■ Text extract:
>>
SELECT P.policy_internal_id,
RTRIM(P.contract_main_id)
+ CASE P.contract_sub_id
WHEN '00' THEN ''
ELSE P.contract_sub_id END
+ CASE
WHEN SQ.value_num IS NULL THEN ''
ELSE '-' + CONVERT(VARCHAR(9), CONVERT(INT, SQ.value_num)) END
[rpt_policy_contract]
FROM dbo.POLICY P
LEFT OUTER JOIN (
SELECT PAN.policy_internal_id, PAN.value_num
FROM dbo.POLICY P2
JOIN dbo.POLICY_ATTRIBUTES_NUM PAN ON
P2.policy_internal_id = PAN.policy_internal_id
JOIN dbo.PRODUCT_ATTRIBUTES PA ON
P2.product_id = PA.product_id
AND PAN.prod_attr_id = PA.prod_attr_id
JOIN dbo.PRODUCT_POSSIBLE_ATTRIBUTES PPA ON
PA.prod_poss_attr_id = PPA.prod_poss_attr_id
WHERE PPA.prod_attr_logical_key = 'NB_RENEWAL' ) SQ ON
P.policy_internal_id = SQ.policy_internal_id

This query works, it returns 1 record for each record in the POLICY table. Unfortunately, I want to index this view, so I can't use a subquery. This lead me to try a new query.
<<
■ Given task A:
In the SQL query text, why can't the writer use a subquery?
■ Given task B:
From the SQL query text, set down the passage that begins at the words "This query works, it" and stops after "a new query.".

■ Named-object pointing records:
>>
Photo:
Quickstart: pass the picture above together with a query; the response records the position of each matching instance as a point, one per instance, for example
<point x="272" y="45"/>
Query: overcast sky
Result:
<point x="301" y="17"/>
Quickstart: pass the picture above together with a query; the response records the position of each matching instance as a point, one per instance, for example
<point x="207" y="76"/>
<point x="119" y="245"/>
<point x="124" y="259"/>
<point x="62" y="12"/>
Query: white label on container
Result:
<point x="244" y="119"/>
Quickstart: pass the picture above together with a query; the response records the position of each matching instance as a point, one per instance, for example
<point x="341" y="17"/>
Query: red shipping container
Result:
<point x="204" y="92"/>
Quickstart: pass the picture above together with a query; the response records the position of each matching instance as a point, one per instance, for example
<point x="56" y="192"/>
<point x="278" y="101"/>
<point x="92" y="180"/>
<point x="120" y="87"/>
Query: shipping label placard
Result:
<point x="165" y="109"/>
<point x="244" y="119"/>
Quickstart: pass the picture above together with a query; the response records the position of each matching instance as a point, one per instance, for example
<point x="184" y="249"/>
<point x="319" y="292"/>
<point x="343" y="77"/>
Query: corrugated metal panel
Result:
<<
■ Solution A:
The writer wants to index the view.

■ Solution B:
This query works, it returns 1 record for each record in the POLICY table. Unfortunately, I want to index this view, so I can't use a subquery. This lead me to try a new query.